Distribuição geográfica de formas selvagens (preto) e asselvajadas (cinza) pelo mundo. Segundo Groves (1981).


Em algumas regiões da Europa e Ásia onde a espécie vive naturalmente, o excesso de caça, a exploração agrícola e pecuária junto com a destruição das áreas naturais fez com que ela sofresse ameaça de extinção em diversas regiões.  Nas ilhas Britânicas (Clutton-Brock, 1996), Escandinávia (Welander, 1995) e partes do norte da África a espécie foi totalmente extinta.  Fato esse considerado negativo tratando-se de uma espécie nativa e considerada fonte de alimento para população e as caçadas é uma atividade cultural.
Porém em outras regiões da Europa (Norte da Itália, Sul da Espanha, Portugal, França entre outras) a espécie é também considerada problema, causando danos a áreas de agricultura e Unidades de Conservações, locais onde o javali fica restrito a viver.  
        No Hawaii Anderson & Stone (1993) estudam métodos de controle populacional de porcos ferais (Sus scrofa) introduzidos na ilha com fim cinegético desde 1978. O principal método utilizado foi a armadilha do tipo Live trap (captura de animais vivos). Embora muito empregado essa estratégia não é considerada uma ferramenta eficiente, pois necessita de um grande período de tempo para capturar os animais além do índice de captura ser muito baixo. Porém é o procedimento ideal para capturar os animais vivos.    
Os principais métodos utilizados para captura e controle populacional da espécie utilizados ao redor do mundo são:
- caça realizada com o auxílio de cães treinados;
- abate direto a partir de helicópteros;
- envenenamento utilizando o composto 1080 (fluoro-acetato de sódio);
- armadilhas para captura e cercas utilizadas em parques nacionais e áreas remotas.

No Rio Grande do Sul

No estado do Rio Grande do Sul o órgão público responsável pelo monitoramento e controle da espécie é o IBAMA. A instituição já publicou diversas portarias e normativas autorizando o abate da espécie. Para conhecimento:
Portaria Ibama no 7 de 26/01/1995:
Autoriza a caça amadorista do javali, por 3 meses e meio, em caráter experimental em algumas cidades do RS.
Portaria Ibama no 138 de 14/10/2002:
Autoriza a captura e o abate do javali por um ano em municípios do RS. 
Instrução Normativa Ibama no 25 de 31/03/2004:
Autoriza o controle do javali, por meio da captura e do abate, pelo período de 1 ano, em municípios do RS.
Instrução Normativa Ibama no 71 de 04/08/2005:
Autoriza o manejo do javali para o controle populacional em todo o Estado do Rio Grande do Sul, por tempo indeterminado.

◆ **QUESTÕES DO MATERIAL**:
A: Reescreva a parte do texto sobre o javali que vai de "Portaria Ibama no 138" até "ano, em municípios do RS.", trocando "javali" por "porco-selvagem".
B: Passe para o inglês esta frase do texto sobre o javali: "O principal método utilizado foi a armadilha do tipo Live trap (captura de animais vivos)."
C: Prossiga com o texto sobre o javali a partir do ponto em que ele termina.

◆ **TRECHO DOS DADOS**:
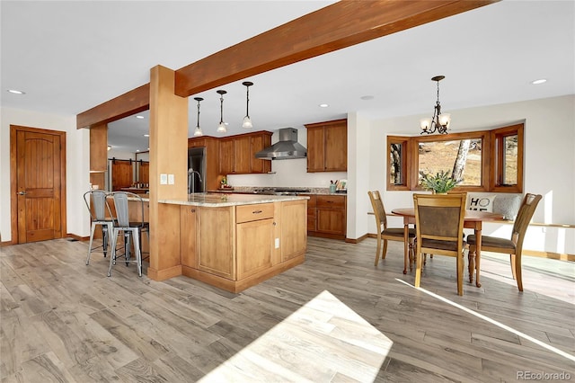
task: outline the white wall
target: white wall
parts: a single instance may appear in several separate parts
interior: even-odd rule
[[[454,132],[482,130],[525,120],[524,192],[544,196],[533,220],[575,224],[575,95],[447,111],[451,113]],[[388,210],[411,206],[413,201],[411,192],[385,191],[386,136],[418,134],[422,117],[425,116],[371,122],[369,188],[382,192]],[[369,232],[376,233],[373,216],[367,219]],[[401,225],[401,220],[391,220],[390,225]],[[484,235],[502,229],[500,226],[486,227]],[[575,230],[553,227],[545,230],[541,236],[541,228],[530,228],[526,247],[575,254]]]
[[[66,131],[67,233],[89,236],[90,218],[82,195],[90,185],[90,131],[75,129],[75,115],[59,116],[12,108],[0,110],[0,236],[12,240],[10,219],[10,125]]]
[[[297,129],[297,142],[307,147],[307,130]],[[271,136],[271,143],[278,142],[278,132]],[[349,151],[348,151],[349,154]],[[345,180],[345,172],[307,173],[307,159],[296,158],[271,161],[271,174],[231,174],[227,182],[233,186],[283,186],[329,188],[330,181]]]

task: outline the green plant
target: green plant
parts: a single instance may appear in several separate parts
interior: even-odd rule
[[[451,174],[444,170],[433,174],[421,173],[420,185],[427,191],[433,191],[436,193],[445,193],[457,186],[458,182],[451,177]]]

◆ **RESPOSTAS DOS EXERCÍCIOS**:
A:
Portaria Ibama no 138 de 14/10/2002:
Autoriza a captura e o abate do porco-selvagem por um ano em municípios do RS. 
Instrução Normativa Ibama no 25 de 31/03/2004:
Autoriza o controle do porco-selvagem, por meio da captura e do abate, pelo período de 1 ano, em municípios do RS.

B: The main method used was the Live trap (capture of live animals).

C:
O IBAMA já realizou estudos preliminares avaliando a distribuição, os danos causados e métodos de controle utilizados na em Herval - RS (Flores & Scherer, 1994) e coletas de dados sobre danos causados por javalis na região de Herval (Menezes & Scherer, 1997)
No Estado o método mais utilizado pelos caçadores credenciados pelo IBAMA é de caça com arma de fogo realizada com o auxílio de cães treinados. Também são usadas armadilhas tipo gaiolas e laçadas com cabo de aço.
Como descrito em outros estudos esses métodos não vem apresentando grande eficácia, pois é a decréscimo populacional da espécie não vem sendo constatado pela população rural, autoridades e pesquisadores (Ka’aguy, 2008; 2009).

Métodos de controle populacional utilizados no Rio Grande do Sul. Caçada com cães e captura com gaiolas.

Considerações Finais

Informações disponíveis sobre as áreas de ocorrência da espécie, o status populacional e os aspectos bioecológicos no Rio Grande do Sul são incipientes. No entanto, são imprescindíveis para elaboração de diretrizes de manejo sobre a espécie.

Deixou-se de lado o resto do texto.